** TRY IT **
The lines from the top of the material below through the line containing "Trace the outline of every instance of the red rose boutonniere." are to be printed exactly, with pictures omitted.

Segment Start: AVAILABLE DATA

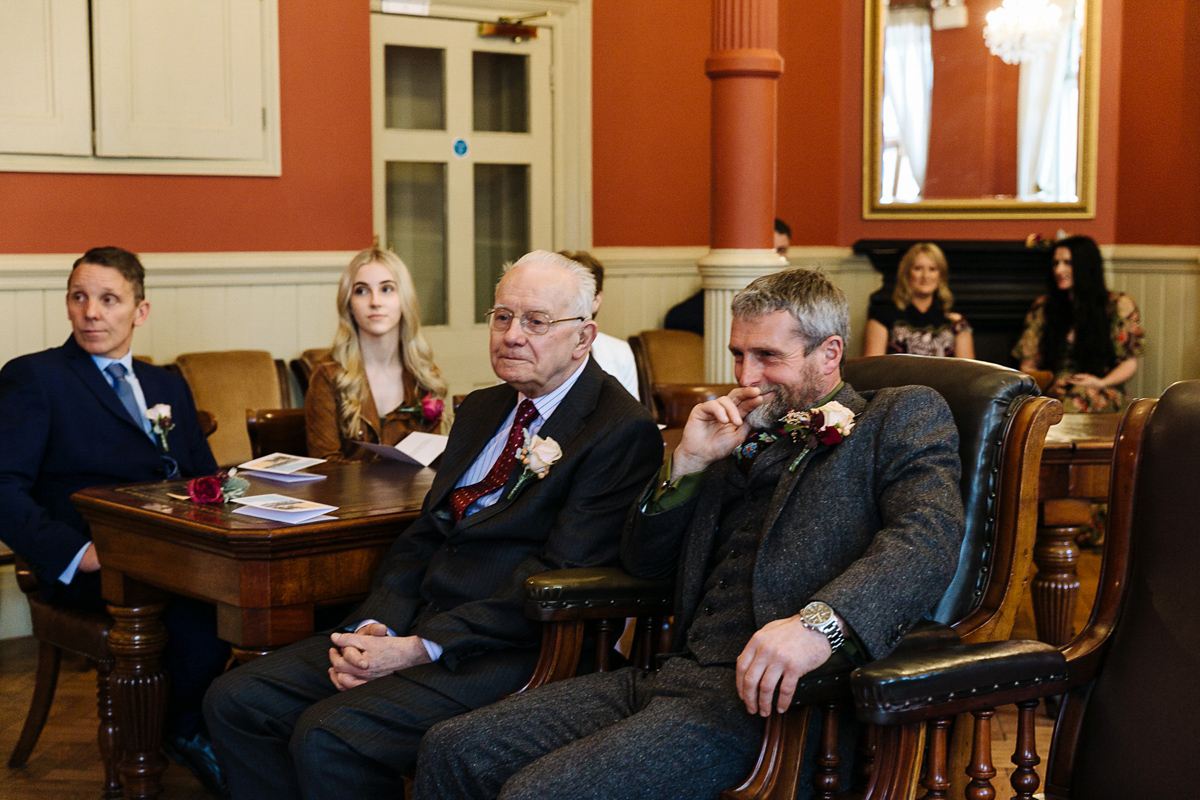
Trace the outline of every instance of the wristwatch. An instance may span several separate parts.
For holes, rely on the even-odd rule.
[[[838,623],[837,617],[834,616],[833,609],[829,607],[828,603],[813,600],[800,609],[800,624],[817,633],[825,634],[825,638],[829,640],[829,649],[832,651],[836,651],[846,643],[842,626]]]

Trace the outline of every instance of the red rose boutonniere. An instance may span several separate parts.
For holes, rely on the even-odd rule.
[[[426,422],[436,425],[442,421],[442,411],[445,408],[445,401],[431,392],[421,398],[420,405],[407,406],[400,409],[400,411],[407,414],[420,414],[421,418]]]
[[[837,444],[854,430],[854,412],[836,400],[808,411],[789,411],[779,421],[784,433],[792,435],[793,442],[804,443],[804,450],[788,467],[792,472],[817,445]]]

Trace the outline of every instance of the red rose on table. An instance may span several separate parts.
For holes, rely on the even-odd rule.
[[[188,497],[193,503],[224,503],[225,495],[221,492],[221,477],[206,475],[203,478],[192,478],[187,484]]]

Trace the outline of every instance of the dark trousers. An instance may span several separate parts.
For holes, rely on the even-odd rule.
[[[585,675],[435,726],[415,797],[715,798],[749,774],[762,729],[728,667]]]
[[[516,691],[536,650],[421,664],[337,691],[329,635],[230,670],[204,698],[235,799],[403,797],[401,777],[435,723]]]

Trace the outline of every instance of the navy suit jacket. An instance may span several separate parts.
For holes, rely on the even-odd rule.
[[[216,472],[187,384],[133,362],[147,407],[166,403],[169,455],[184,477]],[[0,540],[28,562],[53,600],[58,576],[91,535],[71,494],[167,476],[158,446],[76,342],[14,358],[0,369]]]

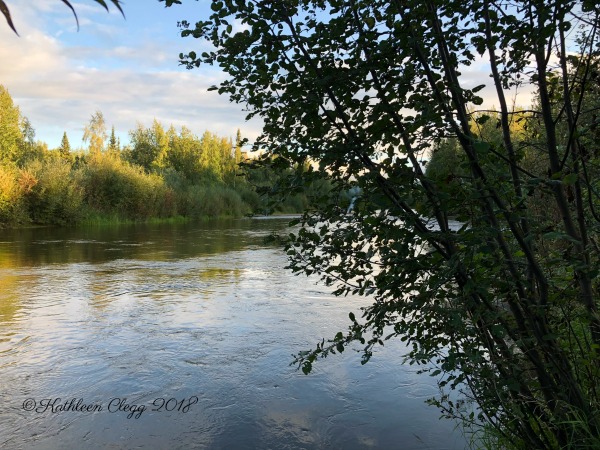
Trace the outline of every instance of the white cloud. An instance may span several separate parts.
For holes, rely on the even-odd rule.
[[[487,55],[487,54],[486,54]],[[462,87],[472,89],[476,86],[484,84],[485,87],[477,93],[483,99],[483,104],[477,109],[499,109],[500,102],[494,80],[491,75],[489,60],[485,57],[476,56],[475,60],[469,66],[460,67],[461,77],[460,82]],[[513,106],[528,108],[533,100],[533,87],[530,84],[524,83],[518,88],[505,89],[504,96],[508,103],[509,109]]]
[[[148,9],[158,6],[144,1],[149,2]],[[191,47],[201,52],[206,47],[200,41],[180,39],[175,24],[164,23],[173,16],[157,20],[143,17],[139,10],[128,14],[126,9],[128,18],[123,20],[114,8],[106,14],[93,2],[74,5],[78,33],[71,11],[59,0],[13,7],[20,37],[0,24],[0,83],[29,117],[38,139],[54,147],[67,131],[72,145],[80,145],[82,129],[96,110],[103,112],[107,124],[114,124],[122,141],[136,122],[150,125],[154,118],[167,126],[186,125],[198,134],[210,130],[234,136],[239,127],[249,139],[258,136],[260,122],[246,123],[241,105],[207,92],[222,79],[220,72],[210,67],[185,71],[178,65],[180,51]],[[234,22],[235,30],[246,28]],[[482,108],[498,107],[484,58],[462,68],[461,83],[486,84],[479,94]],[[519,94],[516,105],[528,106],[531,89],[523,88]],[[508,99],[513,96],[507,93]]]
[[[143,36],[146,31],[124,35],[123,29],[90,20],[88,15],[106,14],[90,4],[75,5],[81,25],[78,34],[52,34],[42,13],[61,10],[67,27],[74,27],[74,18],[60,2],[48,3],[56,5],[42,2],[44,6],[37,9],[30,5],[13,8],[20,37],[0,25],[0,84],[29,117],[37,139],[54,147],[67,131],[71,144],[78,146],[83,126],[96,110],[103,112],[109,126],[114,124],[122,141],[136,122],[150,125],[154,118],[167,126],[186,125],[197,134],[209,130],[234,137],[241,128],[245,137],[258,136],[260,123],[246,123],[242,106],[207,92],[222,79],[220,72],[210,67],[194,71],[179,67],[177,55],[183,41],[174,44],[155,36],[138,43],[132,35]],[[90,39],[93,43],[88,44]],[[69,40],[80,42],[69,46]]]

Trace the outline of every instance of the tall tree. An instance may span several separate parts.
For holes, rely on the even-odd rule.
[[[108,138],[108,151],[112,153],[119,153],[121,150],[117,136],[115,135],[114,125],[110,129],[110,137]]]
[[[168,165],[183,174],[189,181],[198,182],[204,173],[200,162],[202,143],[192,131],[183,126],[179,134],[169,131]]]
[[[169,153],[169,136],[165,132],[162,124],[156,120],[152,121],[152,139],[153,145],[156,148],[156,156],[154,158],[154,168],[162,169],[167,165],[167,158]]]
[[[162,124],[154,119],[152,127],[144,128],[138,123],[137,128],[129,132],[131,138],[131,162],[142,166],[146,172],[152,172],[168,165],[170,140]]]
[[[597,447],[599,201],[580,139],[586,92],[573,89],[581,81],[566,64],[577,53],[576,73],[591,76],[596,3],[248,0],[212,9],[195,27],[181,24],[183,36],[214,50],[182,62],[229,74],[214,89],[264,121],[255,149],[266,150],[265,161],[319,164],[288,177],[287,192],[315,176],[334,187],[304,215],[288,247],[291,268],[320,274],[338,294],[374,295],[362,319],[350,315],[347,332],[298,356],[302,369],[354,342],[366,362],[398,336],[409,361],[431,363],[425,370],[441,386],[477,402],[476,419],[504,444]],[[580,34],[579,47],[571,33]],[[480,78],[491,80],[499,107],[501,137],[492,139],[472,126],[484,85],[463,75],[481,58],[490,77]],[[553,71],[560,99],[551,95]],[[543,124],[541,176],[523,166],[511,128],[522,113],[507,98],[523,85],[539,97],[532,115]],[[466,161],[461,188],[472,212],[460,229],[451,228],[448,192],[421,165],[448,138]],[[347,214],[338,200],[353,187],[362,194]],[[528,208],[537,193],[560,211],[560,223]],[[434,225],[415,213],[421,200]],[[434,402],[473,423],[450,398]]]
[[[58,151],[60,156],[63,159],[71,160],[71,144],[69,143],[69,138],[67,137],[67,132],[63,133],[63,137],[60,141],[60,146],[58,147]]]
[[[20,143],[19,159],[17,164],[24,165],[36,157],[41,157],[47,150],[47,145],[42,142],[35,142],[35,129],[27,117],[21,118],[21,134],[23,139]]]
[[[235,134],[235,156],[234,156],[234,159],[235,159],[236,164],[239,164],[240,162],[242,162],[242,145],[243,145],[242,132],[238,128],[237,133]]]
[[[0,161],[16,162],[23,143],[22,117],[8,90],[0,85]]]
[[[89,142],[90,153],[96,154],[104,150],[104,141],[106,141],[104,115],[101,111],[96,111],[83,129],[83,142]]]

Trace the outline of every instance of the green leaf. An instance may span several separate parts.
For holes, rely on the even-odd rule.
[[[483,114],[481,116],[478,116],[475,119],[475,123],[477,123],[478,125],[483,125],[484,123],[486,123],[488,120],[490,120],[490,116],[487,114]]]
[[[490,149],[490,144],[483,141],[476,141],[473,143],[473,149],[478,153],[487,152]]]
[[[548,240],[566,240],[571,241],[574,244],[579,244],[579,241],[566,233],[560,231],[551,231],[549,233],[544,233],[544,239]]]
[[[566,186],[572,186],[577,182],[578,178],[579,177],[576,173],[570,173],[562,179],[562,183]]]
[[[308,375],[312,370],[312,364],[308,361],[304,361],[304,363],[302,364],[302,373],[304,373],[304,375]]]

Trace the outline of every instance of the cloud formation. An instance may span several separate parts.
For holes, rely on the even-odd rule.
[[[155,3],[148,6],[161,12]],[[245,122],[240,105],[207,92],[223,78],[220,72],[179,67],[177,55],[190,43],[178,38],[173,22],[161,24],[160,16],[125,21],[90,3],[76,4],[77,33],[68,8],[50,4],[13,8],[20,37],[0,26],[0,84],[31,120],[36,138],[51,148],[63,131],[72,145],[80,145],[96,110],[122,141],[137,122],[149,126],[155,118],[197,134],[209,130],[233,137],[241,128],[245,137],[258,136],[259,121]]]
[[[73,146],[81,145],[83,127],[97,110],[122,142],[138,122],[149,126],[155,118],[197,134],[209,130],[234,137],[240,128],[253,140],[260,120],[245,122],[242,105],[207,92],[224,75],[211,67],[186,71],[179,66],[180,52],[206,50],[200,41],[179,37],[178,19],[193,23],[210,14],[210,2],[190,3],[165,9],[158,1],[128,2],[126,19],[114,8],[107,14],[93,2],[74,3],[77,32],[71,11],[59,0],[22,2],[12,11],[20,37],[0,25],[0,84],[31,120],[37,139],[51,148],[59,145],[63,131]],[[239,22],[234,26],[244,28]],[[498,106],[484,58],[462,72],[466,87],[486,84],[479,94],[482,108]],[[516,106],[529,106],[530,91],[520,90]],[[510,101],[514,93],[507,95]]]

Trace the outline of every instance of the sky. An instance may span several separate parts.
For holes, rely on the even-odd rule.
[[[260,134],[262,123],[247,122],[243,105],[207,91],[225,79],[218,68],[179,65],[179,53],[201,53],[208,44],[182,38],[177,22],[208,18],[211,0],[170,8],[158,0],[124,0],[125,18],[112,5],[107,13],[92,0],[72,0],[79,31],[60,0],[5,2],[20,36],[0,16],[0,84],[31,121],[36,139],[50,148],[59,146],[65,131],[72,147],[83,146],[83,128],[96,111],[122,144],[138,123],[149,127],[154,119],[197,135],[208,130],[235,139],[239,128],[252,142]],[[465,87],[487,84],[479,95],[484,107],[495,106],[488,100],[495,93],[486,61],[463,68],[461,80]],[[528,106],[530,93],[520,94],[517,105]]]
[[[154,119],[235,139],[239,128],[251,141],[261,122],[246,122],[242,105],[208,92],[225,76],[210,66],[187,70],[179,53],[206,49],[180,37],[177,22],[210,15],[210,0],[187,0],[165,8],[158,0],[123,1],[125,18],[91,0],[72,1],[79,17],[60,0],[5,0],[19,36],[0,16],[0,84],[8,89],[36,131],[36,140],[58,147],[67,132],[83,145],[83,128],[101,111],[123,144],[137,123]],[[109,2],[110,3],[110,2]]]

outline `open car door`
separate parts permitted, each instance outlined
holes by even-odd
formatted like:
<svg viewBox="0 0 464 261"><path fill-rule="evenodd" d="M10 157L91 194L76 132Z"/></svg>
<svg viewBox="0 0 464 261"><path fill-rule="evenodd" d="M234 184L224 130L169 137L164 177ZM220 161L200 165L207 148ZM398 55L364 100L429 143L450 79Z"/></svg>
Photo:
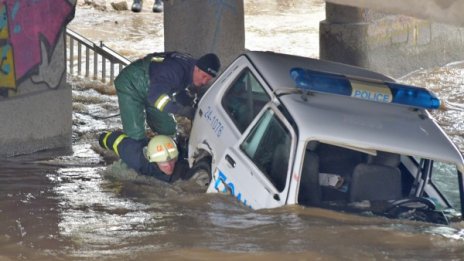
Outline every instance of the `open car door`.
<svg viewBox="0 0 464 261"><path fill-rule="evenodd" d="M208 191L230 192L253 209L285 205L295 143L290 124L268 103L219 159Z"/></svg>

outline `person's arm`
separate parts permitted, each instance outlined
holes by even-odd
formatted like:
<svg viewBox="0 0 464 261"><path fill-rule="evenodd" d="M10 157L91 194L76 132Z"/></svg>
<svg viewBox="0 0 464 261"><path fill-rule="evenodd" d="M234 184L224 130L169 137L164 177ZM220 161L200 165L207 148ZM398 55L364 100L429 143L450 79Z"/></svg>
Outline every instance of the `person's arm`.
<svg viewBox="0 0 464 261"><path fill-rule="evenodd" d="M190 68L175 60L150 65L150 87L147 100L156 109L192 118L194 109L185 101L185 88L190 83ZM176 99L175 93L180 96Z"/></svg>
<svg viewBox="0 0 464 261"><path fill-rule="evenodd" d="M170 182L175 182L179 179L186 180L189 179L189 165L188 162L185 159L178 159L176 162L176 166L174 168L174 172L171 175L171 181Z"/></svg>
<svg viewBox="0 0 464 261"><path fill-rule="evenodd" d="M150 163L144 155L143 148L148 140L134 140L123 132L103 133L99 137L100 146L118 154L121 160L137 173L170 182L171 176L164 174L155 163Z"/></svg>

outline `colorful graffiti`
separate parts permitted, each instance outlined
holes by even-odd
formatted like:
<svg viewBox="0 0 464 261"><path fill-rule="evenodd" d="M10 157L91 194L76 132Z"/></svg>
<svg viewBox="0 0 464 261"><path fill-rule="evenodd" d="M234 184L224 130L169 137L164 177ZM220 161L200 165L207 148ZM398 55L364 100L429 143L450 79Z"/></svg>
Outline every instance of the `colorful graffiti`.
<svg viewBox="0 0 464 261"><path fill-rule="evenodd" d="M16 89L52 60L74 11L70 0L0 0L0 88Z"/></svg>
<svg viewBox="0 0 464 261"><path fill-rule="evenodd" d="M3 88L15 88L13 48L11 48L8 30L6 6L0 4L0 83Z"/></svg>

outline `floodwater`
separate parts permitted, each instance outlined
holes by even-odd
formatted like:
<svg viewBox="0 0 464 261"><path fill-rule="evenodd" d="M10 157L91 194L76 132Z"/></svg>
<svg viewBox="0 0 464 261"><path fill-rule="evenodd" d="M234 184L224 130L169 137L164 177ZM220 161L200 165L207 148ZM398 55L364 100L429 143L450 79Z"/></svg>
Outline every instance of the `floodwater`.
<svg viewBox="0 0 464 261"><path fill-rule="evenodd" d="M129 1L130 2L130 1ZM162 14L78 5L70 27L134 59L162 51ZM246 1L246 47L318 56L324 2ZM128 45L130 43L130 45ZM130 49L126 47L130 46ZM433 112L464 151L464 64L400 81L430 88ZM289 206L252 211L195 184L161 184L101 153L96 135L120 127L109 86L69 77L73 152L0 162L0 260L461 260L464 222L439 226Z"/></svg>

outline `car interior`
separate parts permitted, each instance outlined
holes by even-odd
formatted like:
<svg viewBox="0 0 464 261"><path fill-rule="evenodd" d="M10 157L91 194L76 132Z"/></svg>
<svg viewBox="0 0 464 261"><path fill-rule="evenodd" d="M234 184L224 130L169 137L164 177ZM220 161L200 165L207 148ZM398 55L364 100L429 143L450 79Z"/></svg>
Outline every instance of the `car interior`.
<svg viewBox="0 0 464 261"><path fill-rule="evenodd" d="M433 161L372 152L309 142L299 204L448 224L451 204L430 179Z"/></svg>

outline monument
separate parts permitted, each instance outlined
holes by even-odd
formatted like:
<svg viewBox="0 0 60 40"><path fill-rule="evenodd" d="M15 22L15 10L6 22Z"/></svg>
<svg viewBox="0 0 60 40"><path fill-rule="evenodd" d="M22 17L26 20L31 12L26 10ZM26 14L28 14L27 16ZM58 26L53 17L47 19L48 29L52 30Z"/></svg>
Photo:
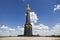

Segment End: AVAILABLE DATA

** REPLY TO THE TASK **
Trace the outline of every instance of the wristwatch. An instance may span several separate parts.
For holes, rely on the even-odd rule.
[[[838,623],[837,617],[834,616],[833,609],[829,607],[828,603],[813,600],[800,609],[800,624],[817,633],[825,634],[825,638],[829,640],[829,649],[832,651],[836,651],[846,643],[842,626]]]

Trace the outline of every instance of the red rose boutonniere. An instance may span several separate parts.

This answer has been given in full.